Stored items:
★ ★ ★ ★
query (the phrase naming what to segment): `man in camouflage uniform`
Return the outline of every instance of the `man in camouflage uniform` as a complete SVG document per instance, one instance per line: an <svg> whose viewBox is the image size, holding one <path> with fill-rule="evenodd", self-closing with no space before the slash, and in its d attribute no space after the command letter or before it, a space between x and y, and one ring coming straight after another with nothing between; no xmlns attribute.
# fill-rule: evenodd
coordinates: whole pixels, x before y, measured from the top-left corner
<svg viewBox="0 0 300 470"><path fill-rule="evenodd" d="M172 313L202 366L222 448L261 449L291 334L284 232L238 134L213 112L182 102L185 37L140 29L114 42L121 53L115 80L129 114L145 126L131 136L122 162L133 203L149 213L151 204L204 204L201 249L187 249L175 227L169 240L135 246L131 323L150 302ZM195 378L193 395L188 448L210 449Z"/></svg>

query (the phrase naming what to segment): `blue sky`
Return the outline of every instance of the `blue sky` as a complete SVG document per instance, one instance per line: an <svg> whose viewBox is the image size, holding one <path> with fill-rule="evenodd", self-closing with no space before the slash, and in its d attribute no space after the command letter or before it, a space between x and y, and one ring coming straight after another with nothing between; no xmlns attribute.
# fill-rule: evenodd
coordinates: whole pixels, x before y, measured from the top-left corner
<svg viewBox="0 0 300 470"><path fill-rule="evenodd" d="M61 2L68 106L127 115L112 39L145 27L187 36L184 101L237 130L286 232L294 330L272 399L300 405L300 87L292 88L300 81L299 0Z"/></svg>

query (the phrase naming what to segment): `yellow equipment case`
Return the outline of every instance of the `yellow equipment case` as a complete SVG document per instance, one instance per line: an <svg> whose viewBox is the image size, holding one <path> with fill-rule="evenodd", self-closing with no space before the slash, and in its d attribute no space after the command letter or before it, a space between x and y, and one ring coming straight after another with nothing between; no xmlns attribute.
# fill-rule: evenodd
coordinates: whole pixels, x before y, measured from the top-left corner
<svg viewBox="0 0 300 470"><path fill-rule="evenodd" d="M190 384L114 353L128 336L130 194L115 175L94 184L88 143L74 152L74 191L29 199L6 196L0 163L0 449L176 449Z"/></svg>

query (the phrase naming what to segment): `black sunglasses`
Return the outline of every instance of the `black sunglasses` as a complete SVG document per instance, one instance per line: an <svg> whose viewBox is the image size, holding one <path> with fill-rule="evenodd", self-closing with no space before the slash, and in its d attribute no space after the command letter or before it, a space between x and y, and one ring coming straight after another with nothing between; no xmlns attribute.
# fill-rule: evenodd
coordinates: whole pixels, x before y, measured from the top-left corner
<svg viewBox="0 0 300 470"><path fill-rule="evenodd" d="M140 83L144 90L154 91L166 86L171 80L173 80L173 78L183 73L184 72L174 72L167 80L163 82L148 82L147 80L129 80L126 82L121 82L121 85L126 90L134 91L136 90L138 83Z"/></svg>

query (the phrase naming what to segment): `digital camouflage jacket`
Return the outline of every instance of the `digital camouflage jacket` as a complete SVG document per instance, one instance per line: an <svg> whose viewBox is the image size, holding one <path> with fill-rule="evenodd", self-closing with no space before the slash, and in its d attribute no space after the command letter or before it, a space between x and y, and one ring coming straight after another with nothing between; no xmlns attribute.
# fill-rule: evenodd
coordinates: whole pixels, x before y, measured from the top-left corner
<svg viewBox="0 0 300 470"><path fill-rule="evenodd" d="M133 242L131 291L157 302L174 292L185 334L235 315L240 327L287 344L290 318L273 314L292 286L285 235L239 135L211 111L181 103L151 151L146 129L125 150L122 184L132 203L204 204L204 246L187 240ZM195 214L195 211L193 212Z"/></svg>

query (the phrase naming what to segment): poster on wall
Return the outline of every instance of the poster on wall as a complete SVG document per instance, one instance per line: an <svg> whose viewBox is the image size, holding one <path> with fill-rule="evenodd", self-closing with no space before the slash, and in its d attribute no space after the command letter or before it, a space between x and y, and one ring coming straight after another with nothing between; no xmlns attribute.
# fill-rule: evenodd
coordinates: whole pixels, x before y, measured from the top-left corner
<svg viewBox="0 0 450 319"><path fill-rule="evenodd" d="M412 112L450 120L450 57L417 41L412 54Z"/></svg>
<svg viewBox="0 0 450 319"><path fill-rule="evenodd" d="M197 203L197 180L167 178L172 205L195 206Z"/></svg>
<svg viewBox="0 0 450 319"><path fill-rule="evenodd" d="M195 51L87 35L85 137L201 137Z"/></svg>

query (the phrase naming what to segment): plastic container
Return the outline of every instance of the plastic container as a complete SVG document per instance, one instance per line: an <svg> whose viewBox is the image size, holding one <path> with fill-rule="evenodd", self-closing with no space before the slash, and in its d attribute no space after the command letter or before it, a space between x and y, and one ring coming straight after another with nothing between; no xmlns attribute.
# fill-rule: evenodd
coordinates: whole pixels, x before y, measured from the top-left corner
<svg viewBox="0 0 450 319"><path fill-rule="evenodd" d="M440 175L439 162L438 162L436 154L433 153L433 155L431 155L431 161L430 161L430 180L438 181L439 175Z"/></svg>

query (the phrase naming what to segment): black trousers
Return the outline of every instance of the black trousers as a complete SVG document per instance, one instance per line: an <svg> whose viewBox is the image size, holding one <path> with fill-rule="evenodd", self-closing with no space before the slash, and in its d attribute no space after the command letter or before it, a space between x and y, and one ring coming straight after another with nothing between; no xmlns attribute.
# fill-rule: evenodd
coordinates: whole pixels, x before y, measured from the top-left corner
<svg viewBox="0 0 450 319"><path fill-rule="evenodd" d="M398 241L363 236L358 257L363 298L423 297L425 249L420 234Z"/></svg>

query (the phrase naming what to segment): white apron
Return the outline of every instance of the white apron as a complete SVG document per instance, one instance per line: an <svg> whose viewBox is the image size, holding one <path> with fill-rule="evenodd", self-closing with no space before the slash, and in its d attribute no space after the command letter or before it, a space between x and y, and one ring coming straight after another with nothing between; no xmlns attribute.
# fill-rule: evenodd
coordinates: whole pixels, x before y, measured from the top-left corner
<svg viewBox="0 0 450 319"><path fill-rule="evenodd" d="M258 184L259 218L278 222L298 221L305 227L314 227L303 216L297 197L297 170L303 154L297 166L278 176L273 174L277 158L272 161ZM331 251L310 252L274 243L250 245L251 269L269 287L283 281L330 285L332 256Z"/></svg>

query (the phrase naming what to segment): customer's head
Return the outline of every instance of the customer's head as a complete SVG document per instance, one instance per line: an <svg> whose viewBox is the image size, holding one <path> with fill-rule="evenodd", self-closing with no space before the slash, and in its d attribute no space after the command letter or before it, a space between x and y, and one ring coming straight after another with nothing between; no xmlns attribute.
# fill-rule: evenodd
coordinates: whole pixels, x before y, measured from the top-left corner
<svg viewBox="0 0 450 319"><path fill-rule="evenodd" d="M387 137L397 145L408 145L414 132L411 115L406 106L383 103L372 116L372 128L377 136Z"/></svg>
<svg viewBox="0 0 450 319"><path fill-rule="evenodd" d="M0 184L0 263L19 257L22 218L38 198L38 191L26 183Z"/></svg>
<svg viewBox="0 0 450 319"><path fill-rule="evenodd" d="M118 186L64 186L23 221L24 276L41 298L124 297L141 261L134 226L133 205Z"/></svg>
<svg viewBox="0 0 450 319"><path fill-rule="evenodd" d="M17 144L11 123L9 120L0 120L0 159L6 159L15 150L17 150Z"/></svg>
★ ★ ★ ★
Your instructions: Copy exactly. Start at the line containing "Return the outline of every instance of the white" and continue through the last line of the records.

Response to this task:
Return the outline of every instance of the white apron as a complete SVG document per instance, one instance per line: an <svg> whose viewBox is the image size, holding one <path> with fill-rule="evenodd", self-closing with no space before the slash, and in its d attribute no space after the command letter or before it, a space between x and y, and one ring coming straight after another with nothing between; no xmlns attribute.
# fill-rule: evenodd
coordinates: whole pixels, x before y, measured from the top-left corner
<svg viewBox="0 0 450 319"><path fill-rule="evenodd" d="M258 184L259 218L278 222L298 221L305 227L314 227L303 216L297 197L297 170L303 154L297 166L278 176L273 174L277 158L272 161ZM331 251L310 252L274 243L250 245L251 269L269 287L283 281L330 285L332 256Z"/></svg>

query (the phrase naming what to segment): customer's head
Return the outline of every instance of the customer's head as a complete SVG document per instance, one instance per line: an <svg> whose viewBox is the image size, holding one <path> with fill-rule="evenodd", self-closing with no space before the slash, and in its d attribute no space after the command letter or before it, a space between x and y, and one ring coming straight after another with nothing between; no xmlns attribute.
# fill-rule: evenodd
coordinates: whole pixels, x before y, measured from the top-left corner
<svg viewBox="0 0 450 319"><path fill-rule="evenodd" d="M387 137L397 145L408 145L414 132L411 115L406 106L383 103L372 116L372 128L377 136Z"/></svg>
<svg viewBox="0 0 450 319"><path fill-rule="evenodd" d="M0 184L0 263L19 257L22 218L38 198L38 191L26 183Z"/></svg>
<svg viewBox="0 0 450 319"><path fill-rule="evenodd" d="M118 186L64 186L23 221L24 276L41 298L124 297L141 261L134 226L133 205Z"/></svg>
<svg viewBox="0 0 450 319"><path fill-rule="evenodd" d="M17 144L11 123L9 120L0 120L0 159L6 159L15 150L17 150Z"/></svg>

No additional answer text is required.